Repeat exactly the lines of the entries below from the one with "Please pin the side" through the one with "Please pin the blue", both ends included, and nothing else.
START INFORMATION SUPPLIED
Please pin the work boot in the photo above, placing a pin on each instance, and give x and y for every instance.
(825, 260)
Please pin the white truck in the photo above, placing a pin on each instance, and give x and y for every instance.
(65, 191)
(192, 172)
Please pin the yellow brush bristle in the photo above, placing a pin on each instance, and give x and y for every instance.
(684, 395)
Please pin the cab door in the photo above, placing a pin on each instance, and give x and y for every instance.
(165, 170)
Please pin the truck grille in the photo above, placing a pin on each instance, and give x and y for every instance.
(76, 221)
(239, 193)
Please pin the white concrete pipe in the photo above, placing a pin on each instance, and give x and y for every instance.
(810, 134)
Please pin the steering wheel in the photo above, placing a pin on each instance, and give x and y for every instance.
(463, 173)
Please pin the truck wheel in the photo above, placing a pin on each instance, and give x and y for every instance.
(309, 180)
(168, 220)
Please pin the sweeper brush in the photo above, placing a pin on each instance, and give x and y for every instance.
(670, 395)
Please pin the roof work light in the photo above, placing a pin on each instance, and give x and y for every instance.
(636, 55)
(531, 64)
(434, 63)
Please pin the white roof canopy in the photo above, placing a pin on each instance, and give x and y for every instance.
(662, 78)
END INFORMATION SUPPLIED
START INFORMATION SUPPLIED
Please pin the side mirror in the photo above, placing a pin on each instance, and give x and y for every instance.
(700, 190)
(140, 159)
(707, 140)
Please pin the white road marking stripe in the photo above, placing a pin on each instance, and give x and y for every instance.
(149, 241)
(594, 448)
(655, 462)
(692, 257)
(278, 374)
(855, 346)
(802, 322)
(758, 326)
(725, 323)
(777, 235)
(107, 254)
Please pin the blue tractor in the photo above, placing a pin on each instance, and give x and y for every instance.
END INFORMATION SUPPLIED
START INFORMATION SUPPLIED
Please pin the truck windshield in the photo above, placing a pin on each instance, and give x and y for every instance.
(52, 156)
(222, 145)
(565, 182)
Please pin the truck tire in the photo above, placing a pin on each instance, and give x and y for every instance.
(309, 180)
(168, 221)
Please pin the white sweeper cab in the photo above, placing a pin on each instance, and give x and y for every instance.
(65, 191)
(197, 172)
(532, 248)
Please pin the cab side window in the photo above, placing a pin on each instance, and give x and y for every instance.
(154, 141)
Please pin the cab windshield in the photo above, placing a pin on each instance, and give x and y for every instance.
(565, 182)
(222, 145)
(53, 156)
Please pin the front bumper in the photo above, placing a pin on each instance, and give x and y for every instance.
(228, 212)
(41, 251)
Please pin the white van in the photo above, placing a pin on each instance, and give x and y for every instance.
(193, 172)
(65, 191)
END INFORMATION SUPPLIED
◆ RESPONSE AREA ◆
Please pin the side mirror in the photo above, placing a pin on each instance, and give x and y for every instance.
(700, 190)
(140, 159)
(707, 140)
Please pin the white road marking stripe in the photo above, placing a pin on each instance, and give x and y for every instance.
(149, 241)
(594, 448)
(655, 462)
(692, 257)
(278, 374)
(855, 346)
(802, 322)
(758, 326)
(725, 323)
(777, 235)
(107, 254)
Please pin the blue tractor in the photo above, placing a pin on each instance, and give x and y for every instance.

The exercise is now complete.